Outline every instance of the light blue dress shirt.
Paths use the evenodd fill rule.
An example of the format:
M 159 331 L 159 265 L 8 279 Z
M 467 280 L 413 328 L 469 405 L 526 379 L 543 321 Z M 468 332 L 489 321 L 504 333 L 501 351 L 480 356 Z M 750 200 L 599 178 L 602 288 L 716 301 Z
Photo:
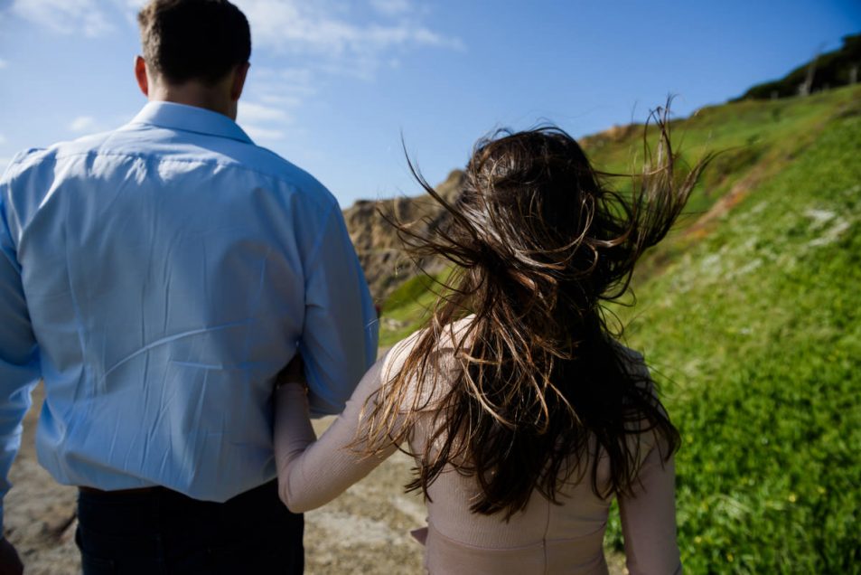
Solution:
M 270 397 L 297 346 L 318 415 L 374 361 L 337 202 L 221 114 L 151 102 L 18 155 L 0 250 L 0 495 L 40 378 L 59 482 L 225 501 L 276 476 Z

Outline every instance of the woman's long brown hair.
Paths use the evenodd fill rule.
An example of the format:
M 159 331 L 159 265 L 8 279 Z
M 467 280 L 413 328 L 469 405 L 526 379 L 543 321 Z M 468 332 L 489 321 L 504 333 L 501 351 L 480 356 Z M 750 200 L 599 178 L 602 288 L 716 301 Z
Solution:
M 603 307 L 628 290 L 635 262 L 669 231 L 709 159 L 675 174 L 667 114 L 651 115 L 653 153 L 646 125 L 645 167 L 630 199 L 552 127 L 480 140 L 454 205 L 414 170 L 450 223 L 429 235 L 395 223 L 414 254 L 454 270 L 403 367 L 366 404 L 359 434 L 376 452 L 433 414 L 407 489 L 426 497 L 451 466 L 481 486 L 473 513 L 508 520 L 534 490 L 557 502 L 564 484 L 586 473 L 600 496 L 629 492 L 642 458 L 632 436 L 653 434 L 664 457 L 678 448 L 676 428 Z M 443 348 L 458 366 L 454 381 L 440 374 Z M 599 482 L 599 450 L 608 483 Z

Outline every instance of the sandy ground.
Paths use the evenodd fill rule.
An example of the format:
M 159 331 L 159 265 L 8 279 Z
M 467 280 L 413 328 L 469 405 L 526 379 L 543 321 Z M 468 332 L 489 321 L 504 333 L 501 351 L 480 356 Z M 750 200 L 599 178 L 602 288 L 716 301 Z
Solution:
M 24 420 L 24 436 L 4 507 L 6 537 L 18 549 L 27 575 L 80 573 L 75 547 L 77 490 L 56 484 L 36 462 L 33 433 L 42 398 Z M 318 434 L 331 422 L 315 423 Z M 306 572 L 398 574 L 422 572 L 422 547 L 409 531 L 424 525 L 421 498 L 405 495 L 411 462 L 396 454 L 325 507 L 305 514 Z M 611 573 L 624 572 L 623 559 L 608 556 Z

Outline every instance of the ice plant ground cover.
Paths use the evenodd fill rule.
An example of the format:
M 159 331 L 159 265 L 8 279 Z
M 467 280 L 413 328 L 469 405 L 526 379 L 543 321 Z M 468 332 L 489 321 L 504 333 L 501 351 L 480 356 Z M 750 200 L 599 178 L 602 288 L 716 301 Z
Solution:
M 636 305 L 613 311 L 682 434 L 686 570 L 861 572 L 861 86 L 704 108 L 672 129 L 690 160 L 725 152 L 642 260 Z M 587 153 L 630 171 L 641 134 L 585 138 Z M 392 293 L 383 344 L 421 325 L 431 283 Z M 622 549 L 616 514 L 606 544 Z

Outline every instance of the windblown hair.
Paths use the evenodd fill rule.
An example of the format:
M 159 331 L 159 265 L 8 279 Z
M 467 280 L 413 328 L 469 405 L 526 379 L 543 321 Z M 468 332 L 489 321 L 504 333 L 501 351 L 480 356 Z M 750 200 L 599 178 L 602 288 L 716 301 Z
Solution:
M 454 205 L 413 170 L 451 223 L 430 236 L 396 225 L 416 257 L 442 257 L 454 271 L 403 367 L 366 404 L 360 432 L 372 453 L 409 438 L 423 411 L 435 414 L 407 489 L 427 497 L 451 466 L 481 486 L 473 513 L 508 520 L 534 490 L 558 503 L 563 485 L 587 473 L 599 496 L 630 492 L 642 434 L 665 458 L 678 448 L 648 372 L 615 341 L 603 307 L 628 290 L 637 259 L 669 231 L 710 159 L 677 177 L 667 115 L 651 115 L 654 154 L 646 125 L 645 167 L 630 199 L 552 127 L 480 140 Z M 452 375 L 440 374 L 441 348 L 457 365 L 442 387 Z
M 251 56 L 248 21 L 227 0 L 151 0 L 137 24 L 144 60 L 173 83 L 214 84 Z

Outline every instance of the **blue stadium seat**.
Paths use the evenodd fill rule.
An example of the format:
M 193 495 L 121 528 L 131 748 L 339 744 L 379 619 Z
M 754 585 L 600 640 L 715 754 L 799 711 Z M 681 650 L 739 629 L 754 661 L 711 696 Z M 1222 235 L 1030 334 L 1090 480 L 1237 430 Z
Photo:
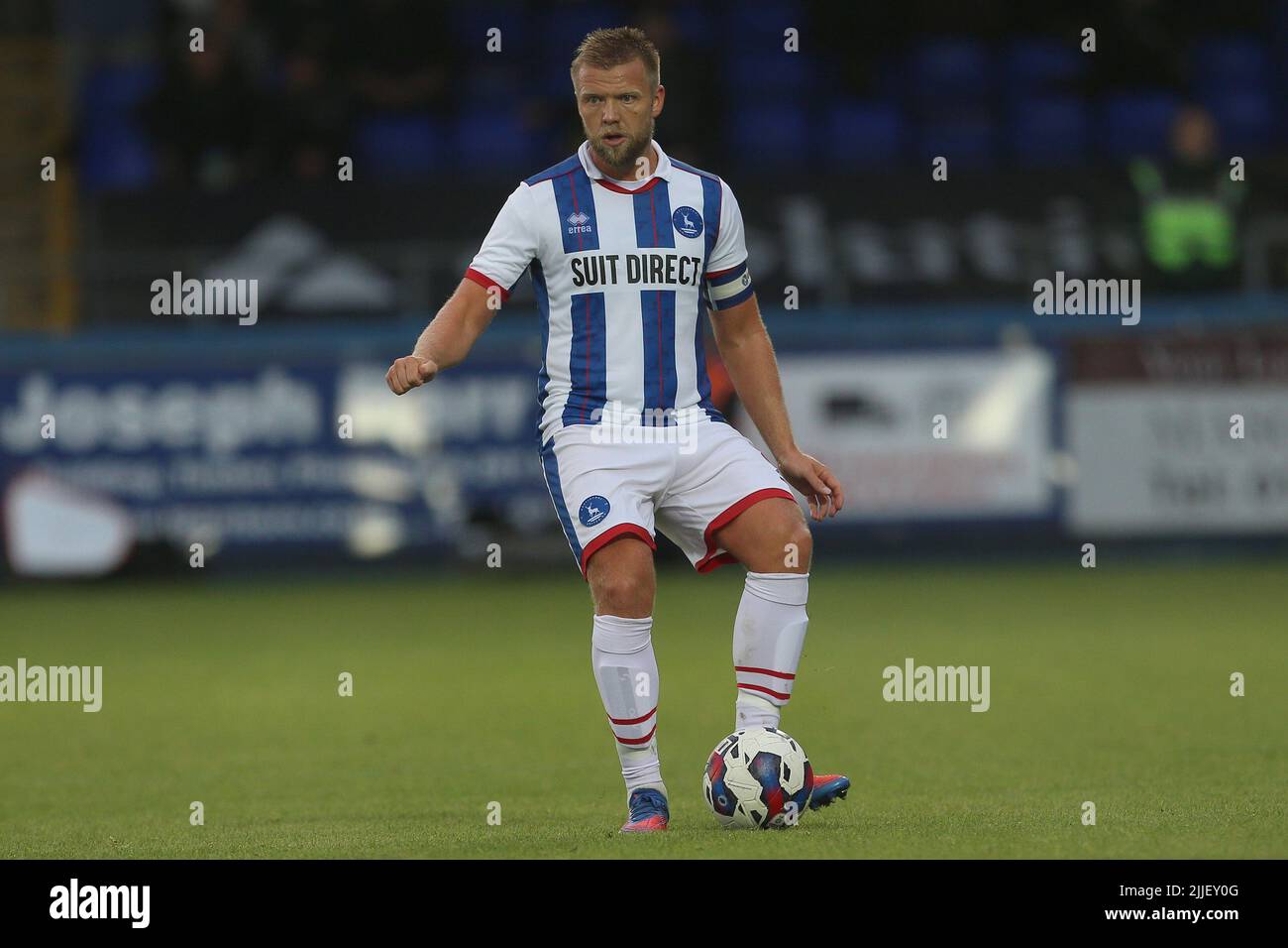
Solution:
M 474 62 L 486 55 L 526 53 L 538 46 L 535 25 L 523 4 L 514 0 L 493 0 L 488 4 L 455 3 L 448 5 L 447 22 L 452 40 L 469 50 Z M 488 31 L 501 31 L 501 52 L 488 53 Z M 568 58 L 572 58 L 569 53 Z
M 358 125 L 354 151 L 361 168 L 395 178 L 428 175 L 447 161 L 442 124 L 424 115 L 375 115 Z M 361 174 L 357 172 L 355 174 Z
M 1020 165 L 1077 165 L 1091 146 L 1087 103 L 1073 95 L 1041 95 L 1011 104 L 1009 146 Z
M 979 40 L 927 40 L 912 52 L 908 84 L 923 107 L 978 103 L 993 88 L 993 63 Z
M 452 153 L 465 169 L 538 165 L 533 138 L 515 112 L 470 112 L 456 121 Z M 537 170 L 533 168 L 533 170 Z
M 730 90 L 739 95 L 772 97 L 799 103 L 818 85 L 815 59 L 802 53 L 786 53 L 782 46 L 730 50 L 725 75 Z
M 161 81 L 155 63 L 99 66 L 81 86 L 81 110 L 86 114 L 128 112 L 139 106 Z
M 1194 89 L 1202 95 L 1265 89 L 1270 84 L 1270 54 L 1253 37 L 1222 37 L 1199 43 L 1190 57 Z
M 734 161 L 742 168 L 804 166 L 810 159 L 809 121 L 788 104 L 751 104 L 733 116 Z
M 542 49 L 564 63 L 572 61 L 573 50 L 586 34 L 605 26 L 630 22 L 620 4 L 560 4 L 558 15 L 545 15 L 542 22 Z
M 1002 53 L 1002 88 L 1007 95 L 1066 92 L 1086 68 L 1086 55 L 1073 39 L 1016 39 Z
M 840 168 L 893 165 L 903 157 L 907 121 L 893 102 L 841 102 L 827 116 L 832 164 Z
M 80 130 L 80 181 L 89 191 L 134 191 L 156 178 L 148 137 L 120 114 L 89 116 Z
M 809 55 L 808 17 L 795 0 L 760 0 L 760 3 L 730 4 L 725 15 L 715 22 L 720 43 L 725 49 L 782 52 L 788 27 L 801 31 L 801 55 Z M 708 35 L 707 43 L 711 41 Z
M 1180 98 L 1166 92 L 1131 92 L 1108 97 L 1100 108 L 1099 148 L 1112 159 L 1162 155 L 1168 147 Z

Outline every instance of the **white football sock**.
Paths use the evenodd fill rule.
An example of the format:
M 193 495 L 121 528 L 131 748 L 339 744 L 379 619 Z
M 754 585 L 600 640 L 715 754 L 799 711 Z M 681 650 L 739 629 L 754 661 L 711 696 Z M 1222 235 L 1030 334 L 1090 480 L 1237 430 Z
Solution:
M 734 729 L 777 727 L 805 647 L 809 573 L 747 573 L 733 623 Z
M 653 617 L 596 615 L 590 659 L 622 764 L 626 796 L 639 787 L 666 795 L 657 755 L 657 659 Z

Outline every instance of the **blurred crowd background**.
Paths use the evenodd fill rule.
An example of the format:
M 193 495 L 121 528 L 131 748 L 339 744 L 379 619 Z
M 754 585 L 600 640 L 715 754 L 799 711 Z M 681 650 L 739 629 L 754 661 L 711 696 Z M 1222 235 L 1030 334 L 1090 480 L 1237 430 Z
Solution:
M 658 141 L 739 195 L 799 426 L 868 485 L 836 548 L 1288 534 L 1285 0 L 0 0 L 12 571 L 76 571 L 31 539 L 85 546 L 75 509 L 125 560 L 558 549 L 531 293 L 434 399 L 380 377 L 581 142 L 572 50 L 622 23 Z M 1056 272 L 1141 280 L 1140 325 L 1036 315 Z M 173 273 L 256 280 L 258 322 L 156 313 Z

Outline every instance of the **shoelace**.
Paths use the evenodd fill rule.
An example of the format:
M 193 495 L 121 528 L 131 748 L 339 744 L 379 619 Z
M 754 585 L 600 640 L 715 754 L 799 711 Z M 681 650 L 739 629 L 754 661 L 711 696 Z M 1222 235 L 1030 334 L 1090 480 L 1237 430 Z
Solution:
M 631 801 L 631 822 L 661 814 L 666 809 L 666 801 L 661 793 L 640 793 Z

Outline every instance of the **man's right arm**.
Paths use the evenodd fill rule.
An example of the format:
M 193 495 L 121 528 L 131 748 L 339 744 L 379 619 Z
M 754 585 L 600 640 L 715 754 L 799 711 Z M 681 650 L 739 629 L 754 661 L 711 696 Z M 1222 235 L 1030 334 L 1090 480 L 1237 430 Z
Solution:
M 416 341 L 410 356 L 389 366 L 385 382 L 394 395 L 403 395 L 429 382 L 442 369 L 464 361 L 475 341 L 488 328 L 509 289 L 537 255 L 532 195 L 519 184 L 506 200 L 483 240 L 465 279 Z
M 465 361 L 496 310 L 488 306 L 492 294 L 473 280 L 461 280 L 443 308 L 425 326 L 410 356 L 389 366 L 385 382 L 394 395 L 404 395 L 434 378 L 442 369 Z

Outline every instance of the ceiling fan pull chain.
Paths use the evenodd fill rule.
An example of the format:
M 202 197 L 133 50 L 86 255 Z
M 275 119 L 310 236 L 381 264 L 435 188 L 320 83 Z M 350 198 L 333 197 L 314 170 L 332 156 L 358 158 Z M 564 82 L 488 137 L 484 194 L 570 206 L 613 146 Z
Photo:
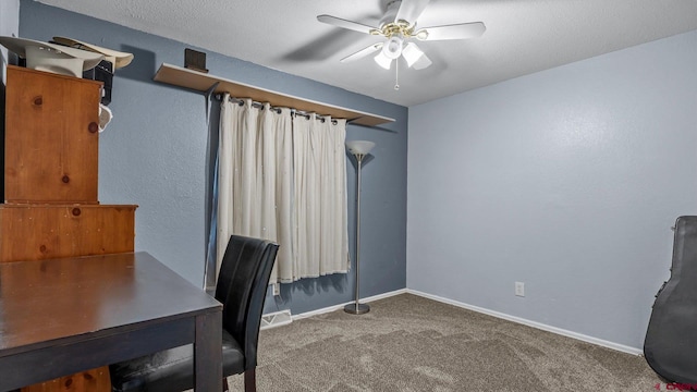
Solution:
M 394 89 L 400 89 L 400 59 L 394 60 Z

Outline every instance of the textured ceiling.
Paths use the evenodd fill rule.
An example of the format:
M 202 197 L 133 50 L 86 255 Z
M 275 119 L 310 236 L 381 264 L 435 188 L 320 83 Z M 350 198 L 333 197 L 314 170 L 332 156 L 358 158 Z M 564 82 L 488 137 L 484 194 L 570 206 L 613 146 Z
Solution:
M 377 26 L 386 0 L 38 1 L 403 106 L 697 29 L 697 0 L 431 0 L 420 27 L 480 21 L 487 30 L 419 42 L 433 64 L 400 66 L 395 90 L 394 66 L 339 61 L 380 37 L 316 19 Z

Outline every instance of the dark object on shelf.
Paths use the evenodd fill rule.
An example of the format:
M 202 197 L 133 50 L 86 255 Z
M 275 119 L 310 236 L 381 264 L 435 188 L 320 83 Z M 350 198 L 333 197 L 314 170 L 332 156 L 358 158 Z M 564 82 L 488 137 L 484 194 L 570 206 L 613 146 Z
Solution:
M 206 70 L 206 53 L 194 49 L 184 49 L 184 68 L 208 73 L 208 70 Z
M 102 82 L 101 105 L 111 103 L 111 86 L 113 84 L 113 64 L 111 62 L 101 60 L 94 69 L 84 71 L 83 78 Z
M 656 294 L 644 356 L 661 377 L 697 387 L 697 217 L 675 221 L 671 278 Z

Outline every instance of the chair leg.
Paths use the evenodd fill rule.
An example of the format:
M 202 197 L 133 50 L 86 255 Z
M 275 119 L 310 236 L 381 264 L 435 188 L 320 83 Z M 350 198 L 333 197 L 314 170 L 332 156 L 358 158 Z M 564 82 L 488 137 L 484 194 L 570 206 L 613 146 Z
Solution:
M 244 392 L 257 392 L 256 367 L 244 371 Z

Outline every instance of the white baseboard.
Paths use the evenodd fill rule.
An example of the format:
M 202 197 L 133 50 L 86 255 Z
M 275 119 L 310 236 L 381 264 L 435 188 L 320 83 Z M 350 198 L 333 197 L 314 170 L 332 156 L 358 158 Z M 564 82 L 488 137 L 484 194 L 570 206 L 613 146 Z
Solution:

◆ ◆ ◆

▶ _Task requirements_:
With the line containing "Outline every instance of the chair leg." as the first and the last line of the records as the final one, print exactly the lines in that span.

▶ _Full response_:
Outline every instance of the chair leg.
Paths use the evenodd fill rule.
An example of the format:
M 202 197 L 133 50 L 86 255 Z
M 275 119 L 310 236 L 381 264 L 435 188 L 320 83 Z M 350 198 L 333 197 L 314 170 L 332 156 L 358 158 Z M 564 82 L 488 137 L 484 194 L 570 206 L 613 146 Z
Solution:
M 244 392 L 257 392 L 256 367 L 244 371 Z

Outline every instance of the white baseboard.
Paths use the evenodd fill rule.
An example of the format:
M 202 197 L 133 50 L 86 255 Z
M 275 119 L 310 236 L 381 264 L 435 188 L 320 83 Z M 350 198 L 333 197 L 314 170 L 332 156 L 358 158 Z M 564 82 L 488 137 L 484 194 L 570 206 L 613 146 Z
Solution:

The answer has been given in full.